**Tarefa curta 1**
Responda às perguntas seguintes com base no texto sobre a conjuntura económica portuguesa.
(a) Que entidade divulgou os resultados dos Inquéritos de Conjuntura às Empresas e aos Consumidores?
(b) Segundo a economista do Millennium BCP, que sectores apresentam as correcções mais pronunciadas?
(c) Entre que valores variou o indicador de sentimento económico de Portugal no mês de Janeiro?

Bárbara Marques – economista do Millennium BCP

 

1. Os resultados dos Inquéritos de Conjuntura às Empresas e aos Consumidores divulgados hoje pelo INE constituem evidência adicional do processo de correcção dos desequilíbrios macroeconómicos de Portugal. De uma forma geral, os indicadores relativos a actividades relacionadas com o exterior apresentam uma melhoria, por contrapartida da debilidade nos números nas actividades mais expostas à procura interna. No conjunto, esta informação sugere uma conjuntura recessiva no início deste ano.  

 

2. Ao nível sectorial, os sectores da Construção e dos Serviços apresentam as correcções mais pronunciadas enquanto que os indicadores relativos à  actividade no Comércio global e na Indústria denotam alguma recuperação. De entre os resultados, surpreende a robustez do Comércio a Retalho (também confirmada pelo Economic Sentiment Indicator publicado hoje pelo DG ECFIN), que se afigura pouco consistente com um enquadramento de maiores dificuldades financeiras ao nível das famílias, mas que poderá encontrar alguma justificação no prolongamento de campanhas de marketing associadas às alterações na tributação indirecta. Se assim for, será um efeito temporário. Ao nível da Indústria, as perspectivas de aumento da procura global e de produção constituem um factor muito positivo, ao assinalar a sustentação da actividade dos sectores mais vocacionados para os mercados externos, aos quais caberá o principal protagonismo enquanto motor do crescimento económico ao longo do presente ano.  

 

3. Destaca-se ainda: (i) as perspectivas de subida dos preços quer de consumidores quer de empresários, como indício de pressões inflacionistas no curto prazo, em parte influenciadas por efeitos de tributação indirecta e pressão do preço das matérias-primas ; (ii) a persistência de uma situação desfavorável ao emprego, tendo em conta a ausência de planos de aumento do quadro de pessoal por parte dos empresários, dando continuidade à tendência presente em  2010 de consolidação de ganhos de produtividade, num contexto macroeconómico incerto.

 

 

NECEP – Universidade Católica 

 

1. No mês de Janeiro, o indicador de sentimento económico de Portugal ESI-Portugal) registou uma pequena quebra de 91,9 para 91,2, evoluindo em linha com a sua dinâmica recente. Este resultado confirma o cenário dominante nos últimos meses, de relativa estabilização do sentimento económico em patamares muito baixos (inferiores à média histórica e consistentes com um fraco ritmo de crescimento económico). O NECEP utiliza este indicador qualitativo para antecipar a evolução do crescimento do PIB.

**Tarefa curta 2**
Reproduza sem alterações as linhas da listagem abaixo, começando pela linha que contém "If you would be willing to indicate the grass" e seguindo até à linha que contém "If you would be willing to indicate the neighboring", ambas incluídas.

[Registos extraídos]
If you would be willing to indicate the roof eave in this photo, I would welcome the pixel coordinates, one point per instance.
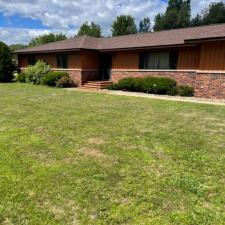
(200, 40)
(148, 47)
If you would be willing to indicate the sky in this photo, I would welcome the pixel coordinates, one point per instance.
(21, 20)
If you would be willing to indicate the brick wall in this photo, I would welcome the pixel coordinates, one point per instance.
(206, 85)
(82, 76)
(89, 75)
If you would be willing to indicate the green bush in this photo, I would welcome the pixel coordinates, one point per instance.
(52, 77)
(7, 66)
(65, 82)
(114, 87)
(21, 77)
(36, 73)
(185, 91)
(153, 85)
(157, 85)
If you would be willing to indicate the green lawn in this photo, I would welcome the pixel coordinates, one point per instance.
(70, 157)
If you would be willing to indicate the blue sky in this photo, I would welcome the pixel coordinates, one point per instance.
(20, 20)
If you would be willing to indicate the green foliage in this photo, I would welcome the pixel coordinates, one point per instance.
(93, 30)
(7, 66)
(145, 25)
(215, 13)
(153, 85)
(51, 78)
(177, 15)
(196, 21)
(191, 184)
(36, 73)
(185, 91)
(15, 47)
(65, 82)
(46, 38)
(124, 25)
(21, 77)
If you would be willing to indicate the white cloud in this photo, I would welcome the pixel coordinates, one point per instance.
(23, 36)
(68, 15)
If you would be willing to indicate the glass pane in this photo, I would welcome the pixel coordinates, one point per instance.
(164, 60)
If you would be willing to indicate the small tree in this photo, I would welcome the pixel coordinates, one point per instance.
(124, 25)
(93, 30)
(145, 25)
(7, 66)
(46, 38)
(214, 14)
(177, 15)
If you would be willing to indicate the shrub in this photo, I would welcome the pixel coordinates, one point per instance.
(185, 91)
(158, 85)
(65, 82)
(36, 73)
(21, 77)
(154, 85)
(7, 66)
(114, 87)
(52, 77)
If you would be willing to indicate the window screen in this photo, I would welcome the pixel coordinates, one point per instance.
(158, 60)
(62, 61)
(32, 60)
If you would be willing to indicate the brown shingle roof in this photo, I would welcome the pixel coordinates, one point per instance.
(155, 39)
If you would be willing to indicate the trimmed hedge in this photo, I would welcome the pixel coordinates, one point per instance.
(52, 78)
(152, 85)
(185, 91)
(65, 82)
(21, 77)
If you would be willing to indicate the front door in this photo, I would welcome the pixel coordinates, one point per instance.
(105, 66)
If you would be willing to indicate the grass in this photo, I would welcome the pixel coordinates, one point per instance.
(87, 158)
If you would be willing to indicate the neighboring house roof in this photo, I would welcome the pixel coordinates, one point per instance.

...

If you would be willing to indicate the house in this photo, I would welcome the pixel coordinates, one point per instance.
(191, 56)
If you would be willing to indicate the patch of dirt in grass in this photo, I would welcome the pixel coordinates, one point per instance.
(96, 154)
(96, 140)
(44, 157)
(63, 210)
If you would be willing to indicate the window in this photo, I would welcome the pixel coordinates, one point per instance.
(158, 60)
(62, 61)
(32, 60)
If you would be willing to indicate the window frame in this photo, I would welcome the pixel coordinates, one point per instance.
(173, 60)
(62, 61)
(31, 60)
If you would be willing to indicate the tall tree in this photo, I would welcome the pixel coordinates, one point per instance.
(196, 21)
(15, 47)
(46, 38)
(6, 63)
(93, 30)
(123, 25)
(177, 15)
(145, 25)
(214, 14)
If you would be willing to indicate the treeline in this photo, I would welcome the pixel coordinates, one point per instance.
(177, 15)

**Resposta 1**
(a) O INE.
(b) A Construção e os Serviços.
(c) Passou de 91,9 para 91,2.

**Resposta 2**
If you would be willing to indicate the grass in this photo, I would welcome the pixel coordinates, one point per instance.
(87, 158)
If you would be willing to indicate the neighboring house roof in this photo, I would welcome the pixel coordinates, one point per instance.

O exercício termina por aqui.